> _Texto proporcionado_:
+ + + +

Por: Carlos Manuel Guerra López
"Nuestros mitos, apellidos, ciudades y comportamientos hacen parte de un mundo conectado en constante movimiento".
La
migración es un fenómeno histórico que se encuentra atado a la memoria, a las
adversidades, a la esperanza, a la relación con un mundo natural y espiritual,
a la incompatibilidad de convivir con el otro, y a la posibilidad de construir
o asegurarse un futuro distinto. Estas aristas se encuentran lejos de ser
exclusivas de una cultura en particular, responsabilidad única de un gobierno
de turno o de un evento natural catastrófico. En su lugar, la migración es un
fenómeno común de la humanidad.
Muchas
historias del pueblo indígena wayuu se basan en diversos viajes y procesos de
migración. Estos relatos míticos tienden a brindar explicaciones sobre el mundo
que habitamos y nos permiten identificarnos con algunas prácticas, sujetos y
lugares. Entre ellos, un relato de gran importancia es el de los cerros titulares,
los hermanos: Itujolu (la Macuira), Epitsü (el cerro de la teta) y
Kama’ichi (mal llamado pilón de azúcar). Cuenta la historia, que
debido a una fuerte hambruna los hermanos menores Epitsü y Kama’ichi optaron
por abandonar su lugar de origen en busca de nuevos y mejores horizontes. Ambos
marcharon con la esperanza de algún día volver. En esa larga travesía, Kama’ichi
terminó casado con Jepírachi (un viento agradable que viene del Cabo
de la Vela) y se convirtió en el señor de las cosas del mar. Por otro lado, Epitsü
se casó con Uuchajatü (un viento proveniente de las montañas),
convirtiéndose en los proveedores de frutos y siembras. Ambos cerros se establecieron
en sus respectivos lugares, nunca más regresaron.
Todo
proceso de migración es una constante interacción con el otro, es una historia
de contacto y de relaciones. El contacto con otras culturas y territorios hace
parte de la esencia misma del mundo wayuu. Según el historiador Ernesto Bacci, los
wayuu hacen parte de los considerados indios marítimos, grupos que por
su particular relación con el mar, se convierten en comunidades cosmopolitas, y
que “participaban activamente en las redes de comercio del Atlántico, hablaban
con fluidez algunos de sus idiomas y tenían conocimiento íntimo de su mercado y
culturas”.

+ + + +

> _Enunciado_: Por favor, escribe de forma literal el pasaje del texto sobre la migración wayuu que empieza con «Por: Carlos Manuel» y sigue hasta «de la humanidad.».

+ + + +

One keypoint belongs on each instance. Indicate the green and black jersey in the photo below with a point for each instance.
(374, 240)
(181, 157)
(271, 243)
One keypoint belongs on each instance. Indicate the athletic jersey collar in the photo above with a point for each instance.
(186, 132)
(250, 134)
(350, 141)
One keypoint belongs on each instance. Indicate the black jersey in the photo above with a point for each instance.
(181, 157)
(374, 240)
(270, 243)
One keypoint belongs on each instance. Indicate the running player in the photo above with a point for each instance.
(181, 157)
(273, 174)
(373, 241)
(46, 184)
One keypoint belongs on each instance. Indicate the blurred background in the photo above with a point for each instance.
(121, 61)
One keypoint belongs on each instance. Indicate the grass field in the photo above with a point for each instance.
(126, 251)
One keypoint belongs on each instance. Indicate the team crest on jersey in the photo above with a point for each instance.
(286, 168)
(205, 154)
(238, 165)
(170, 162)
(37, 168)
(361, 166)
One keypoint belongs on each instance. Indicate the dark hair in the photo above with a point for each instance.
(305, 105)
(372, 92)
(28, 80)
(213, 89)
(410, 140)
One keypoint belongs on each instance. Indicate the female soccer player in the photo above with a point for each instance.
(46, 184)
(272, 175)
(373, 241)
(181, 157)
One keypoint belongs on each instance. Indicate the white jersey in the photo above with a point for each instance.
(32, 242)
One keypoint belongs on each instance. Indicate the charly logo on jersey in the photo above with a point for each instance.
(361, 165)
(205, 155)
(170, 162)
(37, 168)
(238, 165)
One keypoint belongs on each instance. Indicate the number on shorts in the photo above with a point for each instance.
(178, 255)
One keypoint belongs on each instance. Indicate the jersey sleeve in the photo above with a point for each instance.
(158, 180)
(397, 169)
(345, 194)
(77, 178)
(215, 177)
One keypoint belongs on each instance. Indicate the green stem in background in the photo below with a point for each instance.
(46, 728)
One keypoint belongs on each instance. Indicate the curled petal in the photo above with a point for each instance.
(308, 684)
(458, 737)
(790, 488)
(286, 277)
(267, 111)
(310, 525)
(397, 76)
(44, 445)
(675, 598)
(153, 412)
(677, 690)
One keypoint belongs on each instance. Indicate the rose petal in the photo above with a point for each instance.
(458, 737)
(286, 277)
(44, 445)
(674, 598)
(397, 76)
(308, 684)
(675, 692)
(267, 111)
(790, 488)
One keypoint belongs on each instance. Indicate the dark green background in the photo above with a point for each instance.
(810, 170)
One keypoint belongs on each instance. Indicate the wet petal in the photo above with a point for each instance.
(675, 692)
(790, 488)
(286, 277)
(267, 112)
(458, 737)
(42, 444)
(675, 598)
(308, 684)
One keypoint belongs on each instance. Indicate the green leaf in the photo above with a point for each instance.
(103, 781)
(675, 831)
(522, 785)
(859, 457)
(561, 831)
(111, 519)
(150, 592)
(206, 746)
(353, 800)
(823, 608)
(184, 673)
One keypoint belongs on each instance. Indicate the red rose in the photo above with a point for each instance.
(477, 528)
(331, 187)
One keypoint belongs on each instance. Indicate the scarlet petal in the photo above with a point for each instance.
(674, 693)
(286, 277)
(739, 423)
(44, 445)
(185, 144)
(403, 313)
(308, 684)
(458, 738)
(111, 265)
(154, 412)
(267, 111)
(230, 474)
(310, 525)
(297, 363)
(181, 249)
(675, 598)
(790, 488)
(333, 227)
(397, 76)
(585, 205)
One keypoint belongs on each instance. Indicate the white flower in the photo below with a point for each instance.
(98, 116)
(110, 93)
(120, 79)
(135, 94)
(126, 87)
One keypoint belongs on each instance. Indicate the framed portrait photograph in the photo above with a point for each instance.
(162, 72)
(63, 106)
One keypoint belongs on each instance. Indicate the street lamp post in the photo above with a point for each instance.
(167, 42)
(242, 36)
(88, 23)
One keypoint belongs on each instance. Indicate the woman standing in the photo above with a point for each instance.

+ + + +

> _Solución desarrollada_:
Por: Carlos Manuel Guerra López
"Nuestros mitos, apellidos, ciudades y comportamientos hacen parte de un mundo conectado en constante movimiento".
La
migración es un fenómeno histórico que se encuentra atado a la memoria, a las
adversidades, a la esperanza, a la relación con un mundo natural y espiritual,
a la incompatibilidad de convivir con el otro, y a la posibilidad de construir
o asegurarse un futuro distinto. Estas aristas se encuentran lejos de ser
exclusivas de una cultura en particular, responsabilidad única de un gobierno
de turno o de un evento natural catastrófico. En su lugar, la migración es un
fenómeno común de la humanidad.